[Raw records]
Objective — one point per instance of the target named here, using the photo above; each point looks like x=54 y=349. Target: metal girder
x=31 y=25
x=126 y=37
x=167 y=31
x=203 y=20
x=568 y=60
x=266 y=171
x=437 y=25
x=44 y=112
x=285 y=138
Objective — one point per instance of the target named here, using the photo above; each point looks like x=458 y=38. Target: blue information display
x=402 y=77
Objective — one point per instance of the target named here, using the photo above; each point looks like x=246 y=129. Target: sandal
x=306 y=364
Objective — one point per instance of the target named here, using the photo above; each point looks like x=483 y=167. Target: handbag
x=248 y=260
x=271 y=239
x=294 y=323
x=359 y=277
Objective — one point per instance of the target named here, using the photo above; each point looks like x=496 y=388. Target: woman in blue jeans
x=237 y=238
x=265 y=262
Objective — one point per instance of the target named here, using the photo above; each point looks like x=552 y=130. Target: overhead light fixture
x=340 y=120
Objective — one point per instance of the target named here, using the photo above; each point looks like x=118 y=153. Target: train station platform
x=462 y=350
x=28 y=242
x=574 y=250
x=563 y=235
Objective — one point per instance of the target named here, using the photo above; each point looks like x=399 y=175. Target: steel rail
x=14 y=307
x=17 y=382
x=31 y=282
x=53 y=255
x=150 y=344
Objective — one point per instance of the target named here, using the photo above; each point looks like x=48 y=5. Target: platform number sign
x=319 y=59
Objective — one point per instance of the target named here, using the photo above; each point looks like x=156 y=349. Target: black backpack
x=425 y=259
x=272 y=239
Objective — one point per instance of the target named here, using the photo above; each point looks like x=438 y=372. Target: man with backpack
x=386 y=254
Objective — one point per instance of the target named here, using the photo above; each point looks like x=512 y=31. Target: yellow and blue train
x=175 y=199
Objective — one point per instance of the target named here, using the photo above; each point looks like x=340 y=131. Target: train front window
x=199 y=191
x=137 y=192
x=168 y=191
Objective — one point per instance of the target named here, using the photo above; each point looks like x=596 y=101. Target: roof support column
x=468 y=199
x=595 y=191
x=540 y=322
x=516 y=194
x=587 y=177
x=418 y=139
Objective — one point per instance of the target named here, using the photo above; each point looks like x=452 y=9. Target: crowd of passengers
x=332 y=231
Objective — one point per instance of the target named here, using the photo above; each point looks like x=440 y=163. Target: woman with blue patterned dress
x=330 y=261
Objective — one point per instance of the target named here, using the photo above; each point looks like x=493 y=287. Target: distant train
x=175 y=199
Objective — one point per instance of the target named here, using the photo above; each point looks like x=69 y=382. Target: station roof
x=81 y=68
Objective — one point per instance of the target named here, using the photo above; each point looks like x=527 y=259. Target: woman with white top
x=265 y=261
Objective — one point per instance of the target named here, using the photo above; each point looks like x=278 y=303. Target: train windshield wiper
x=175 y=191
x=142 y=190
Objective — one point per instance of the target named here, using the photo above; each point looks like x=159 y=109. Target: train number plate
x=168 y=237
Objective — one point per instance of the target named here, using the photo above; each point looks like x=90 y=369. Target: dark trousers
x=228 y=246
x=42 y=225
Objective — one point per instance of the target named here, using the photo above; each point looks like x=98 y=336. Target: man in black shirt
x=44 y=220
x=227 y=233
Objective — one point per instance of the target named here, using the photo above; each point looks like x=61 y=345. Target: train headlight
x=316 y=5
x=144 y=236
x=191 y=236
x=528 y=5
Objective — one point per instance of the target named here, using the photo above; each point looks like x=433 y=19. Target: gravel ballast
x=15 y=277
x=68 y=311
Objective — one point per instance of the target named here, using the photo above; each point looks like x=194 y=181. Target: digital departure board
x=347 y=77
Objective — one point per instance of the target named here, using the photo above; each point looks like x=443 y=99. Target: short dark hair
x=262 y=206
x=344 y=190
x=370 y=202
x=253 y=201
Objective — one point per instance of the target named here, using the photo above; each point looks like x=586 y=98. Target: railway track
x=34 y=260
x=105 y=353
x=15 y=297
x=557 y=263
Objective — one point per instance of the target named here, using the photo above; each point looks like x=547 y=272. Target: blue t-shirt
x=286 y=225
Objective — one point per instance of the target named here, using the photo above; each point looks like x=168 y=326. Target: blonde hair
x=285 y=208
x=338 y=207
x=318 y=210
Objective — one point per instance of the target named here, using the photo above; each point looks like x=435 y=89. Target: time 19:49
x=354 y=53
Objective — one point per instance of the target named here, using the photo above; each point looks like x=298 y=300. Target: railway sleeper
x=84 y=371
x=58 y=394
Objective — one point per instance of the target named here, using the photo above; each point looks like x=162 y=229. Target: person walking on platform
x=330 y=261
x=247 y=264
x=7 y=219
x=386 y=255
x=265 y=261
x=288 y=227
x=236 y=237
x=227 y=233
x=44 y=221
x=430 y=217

[Written problem]:
Write out all the records again with every "Objective" changed to "Goal" and nothing else altered.

[Result]:
Goal — one point per instance of the target named here, using the photo above; each point looks like x=54 y=349. Target: metal girder
x=31 y=25
x=126 y=37
x=167 y=31
x=203 y=20
x=568 y=60
x=266 y=171
x=437 y=25
x=44 y=112
x=285 y=138
Goal — one point per instance of the target named here, using the photo above; each point looks like x=458 y=38. Target: blue information display
x=402 y=77
Goal — one point per instance of the target named here, using the photo above; each point looks like x=246 y=129. Target: sandal
x=306 y=364
Goal — one point per instance of the target named here, using the photo above; each point looks like x=483 y=167. Target: handbag
x=248 y=260
x=271 y=239
x=294 y=323
x=359 y=277
Goal — one point per instance of the target named here, using the photo above; each point looks like x=496 y=388. Target: woman in blue jeans
x=237 y=238
x=265 y=262
Goal — one point per instance of the target named here, using the photo above; each point looks like x=552 y=130. Target: overhead light fixture
x=340 y=120
Goal — one point per instance of the target named here, using the photo above; each point looks like x=118 y=153. Target: train station platform
x=462 y=350
x=28 y=242
x=574 y=250
x=563 y=235
Goal — one point per instance of the target named here, using the photo above; each point looks like x=399 y=175. Target: steel rail
x=14 y=307
x=17 y=382
x=31 y=282
x=53 y=255
x=150 y=344
Goal — one point per instance of the target named here, using the photo above; each point looks like x=48 y=5. Target: platform number sign
x=319 y=59
Goal — one point per instance of the target named here, using the photo above; each point looks like x=156 y=349. Target: black backpack
x=425 y=259
x=272 y=239
Goal — one point per instance of the target named here, using the photo above; each point looks like x=438 y=372. Target: man with backpack
x=386 y=254
Goal — one point per instance of the target named here, using the photo above; each point looks like x=512 y=31. Target: yellow and blue train
x=175 y=199
Goal — one point per instance of the target named here, using the photo above; each point looks like x=340 y=131. Target: train front window
x=199 y=191
x=137 y=192
x=168 y=191
Goal — one point per instance of the target named here, using the photo above; each point looks like x=596 y=101. Target: roof support column
x=468 y=199
x=595 y=191
x=540 y=322
x=516 y=194
x=587 y=177
x=418 y=139
Goal — one point per instance of the target named here, using the photo above; each point looks like x=452 y=9. Target: crowd of passengers
x=332 y=231
Goal — one point per instance of the target named here, using the photo above; each point looks like x=440 y=163. Target: woman with blue patterned dress
x=330 y=261
Goal — one point per instance of the target named here, using the photo above; each point looks like x=493 y=287. Target: distant train
x=175 y=199
Goal — one point per instance of the target named here, using the photo above; each point looks like x=69 y=382. Target: station roof
x=81 y=68
Goal — one point per instance of the target named here, using the photo above; each point looks like x=527 y=259. Target: woman with white top
x=265 y=261
Goal — one point per instance of the target named here, using the photo above; each point looks like x=278 y=303. Target: train windshield wiper
x=175 y=191
x=142 y=190
Goal — one point per instance of the target named here, using the photo above; each point looks like x=159 y=109. Target: train number plate
x=168 y=237
Goal — one point per instance of the target named here, using the photo above; each point looks like x=90 y=369. Target: dark trousers
x=228 y=246
x=42 y=225
Goal — one point per instance of the target named here, using the photo above; each point looks like x=98 y=336. Target: man in black shirt
x=44 y=220
x=227 y=233
Goal — one point per instance of the target named here, using the photo above; each point looks like x=61 y=345. Target: train headlight
x=316 y=5
x=144 y=236
x=191 y=236
x=528 y=5
Goal — one point per instance of the target named here, using the photo above; each point looks like x=433 y=19. Target: gravel ballast
x=15 y=277
x=68 y=311
Goal — one point per instance of the target named here, using the photo above; each point looks like x=194 y=181. Target: digital departure board
x=347 y=77
Goal — one point per instance of the target named here, using the photo above; each point looks like x=443 y=99. Target: short dark hair
x=262 y=206
x=344 y=190
x=370 y=202
x=253 y=201
Goal — one point per instance of the target named here, using the photo above; each point looks like x=586 y=98. Target: railway track
x=34 y=260
x=105 y=353
x=15 y=297
x=557 y=263
Goal — one point per instance of the target named here, using the photo above; each point looks like x=547 y=272. Target: blue t-shirt
x=286 y=225
Goal — one point per instance of the target named here, using the photo above; each point looks like x=168 y=326. Target: blonde hair
x=285 y=208
x=338 y=207
x=318 y=210
Goal — one point per instance of the target named here, using the photo above; each point looks like x=435 y=89. Target: time 19:49
x=354 y=53
Goal — one point per instance of the target named here, using the photo above; each point looks like x=298 y=300. Target: railway sleeper
x=84 y=371
x=58 y=394
Goal — one point per instance of the target named here, using the photo above; each point looks like x=162 y=229. Target: person walking on platform
x=330 y=261
x=247 y=264
x=7 y=219
x=386 y=255
x=265 y=261
x=288 y=227
x=236 y=237
x=227 y=233
x=44 y=221
x=430 y=217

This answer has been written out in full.